LISTING:

---+---

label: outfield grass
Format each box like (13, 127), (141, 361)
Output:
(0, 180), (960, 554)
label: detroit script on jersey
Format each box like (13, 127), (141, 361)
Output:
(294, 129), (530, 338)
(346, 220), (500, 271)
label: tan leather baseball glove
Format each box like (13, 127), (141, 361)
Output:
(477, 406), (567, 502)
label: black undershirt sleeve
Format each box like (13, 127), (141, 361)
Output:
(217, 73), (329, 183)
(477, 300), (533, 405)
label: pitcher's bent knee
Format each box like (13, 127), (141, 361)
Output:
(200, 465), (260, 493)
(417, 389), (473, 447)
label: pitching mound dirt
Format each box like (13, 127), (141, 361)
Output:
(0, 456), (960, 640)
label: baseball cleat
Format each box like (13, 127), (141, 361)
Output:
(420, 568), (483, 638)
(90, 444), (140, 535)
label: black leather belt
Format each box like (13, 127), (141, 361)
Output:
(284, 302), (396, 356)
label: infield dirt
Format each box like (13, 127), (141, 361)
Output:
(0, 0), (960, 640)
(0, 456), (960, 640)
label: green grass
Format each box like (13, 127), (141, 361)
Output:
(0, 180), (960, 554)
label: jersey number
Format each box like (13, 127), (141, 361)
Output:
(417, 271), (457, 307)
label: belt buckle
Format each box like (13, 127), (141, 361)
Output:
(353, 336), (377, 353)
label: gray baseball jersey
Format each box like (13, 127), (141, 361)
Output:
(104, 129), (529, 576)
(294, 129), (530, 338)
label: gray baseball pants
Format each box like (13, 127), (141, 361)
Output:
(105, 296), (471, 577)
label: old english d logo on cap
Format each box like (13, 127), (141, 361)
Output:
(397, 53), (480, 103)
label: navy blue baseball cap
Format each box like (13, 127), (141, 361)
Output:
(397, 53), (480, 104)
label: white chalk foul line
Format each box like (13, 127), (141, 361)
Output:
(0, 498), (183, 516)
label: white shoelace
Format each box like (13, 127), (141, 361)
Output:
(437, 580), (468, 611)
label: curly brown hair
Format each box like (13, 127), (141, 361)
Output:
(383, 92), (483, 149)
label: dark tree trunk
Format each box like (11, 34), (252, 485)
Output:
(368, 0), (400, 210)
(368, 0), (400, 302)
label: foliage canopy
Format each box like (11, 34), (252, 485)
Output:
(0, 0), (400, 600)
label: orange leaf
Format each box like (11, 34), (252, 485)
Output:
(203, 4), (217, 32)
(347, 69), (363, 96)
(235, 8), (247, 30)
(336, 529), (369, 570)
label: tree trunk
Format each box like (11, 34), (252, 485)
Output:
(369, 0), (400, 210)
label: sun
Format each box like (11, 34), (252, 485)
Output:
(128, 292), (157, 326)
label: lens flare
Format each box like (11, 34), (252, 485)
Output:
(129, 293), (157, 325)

---+---

THE EXERCISE: Copy every line of the records from the start through the line containing "(383, 92), (483, 149)", inclusive. Increase each coordinate in the answers by 113 and leave all other lines unchanged.

SOLVED PROBLEM:
label: outfield grass
Format each box like (13, 127), (141, 361)
Output:
(113, 293), (1073, 667)
label: detroit script on jersey
Format each box like (13, 127), (141, 361)
Output:
(407, 242), (643, 451)
(459, 333), (613, 384)
label: tan leather baseball glove
Format each box like (13, 127), (141, 361)
Output:
(590, 519), (680, 615)
label: black undershirt sleeve
Format each box like (13, 127), (141, 361)
Output:
(330, 186), (442, 296)
(590, 413), (646, 518)
label: pitcher's bent knee
Format each box like (13, 127), (141, 361)
Output:
(313, 578), (373, 606)
(530, 502), (586, 560)
label: pitching mound dirt
Format each box like (13, 127), (141, 361)
Output:
(113, 569), (1073, 753)
label: baseball cleat
Format each box like (13, 127), (141, 361)
Output:
(533, 681), (596, 751)
(203, 557), (253, 648)
label: black leather belt
Format each box like (13, 127), (141, 361)
Output:
(397, 415), (509, 469)
label: infield dirt
Format each box like (13, 127), (141, 361)
Output:
(113, 113), (1073, 753)
(113, 569), (1073, 753)
label: green grass
Format each box like (13, 127), (141, 361)
Output:
(113, 293), (1073, 667)
label: jersey number
Format each box like (13, 127), (141, 361)
Output:
(530, 384), (570, 420)
label: belt buckle
Format each box like (13, 127), (141, 361)
Output:
(466, 449), (490, 466)
label: gray baseball jersey
Format each box like (13, 127), (141, 361)
Output:
(217, 242), (642, 689)
(407, 242), (643, 451)
label: gray baseball pants
Format each box like (13, 127), (141, 361)
Output:
(218, 409), (584, 690)
label: old english d logo on cap
Format each box like (13, 127), (141, 361)
Output:
(510, 166), (593, 216)
label: navy blue baseball cap
Format each box like (13, 127), (141, 361)
Output:
(510, 166), (593, 217)
label: white chalk foul line
Format each box like (13, 127), (141, 361)
Output:
(113, 611), (296, 629)
label: white shoelace
Format each box like (13, 127), (141, 361)
Output:
(550, 693), (581, 724)
label: curly brown hair
Format each box like (13, 127), (141, 361)
Output:
(496, 205), (596, 262)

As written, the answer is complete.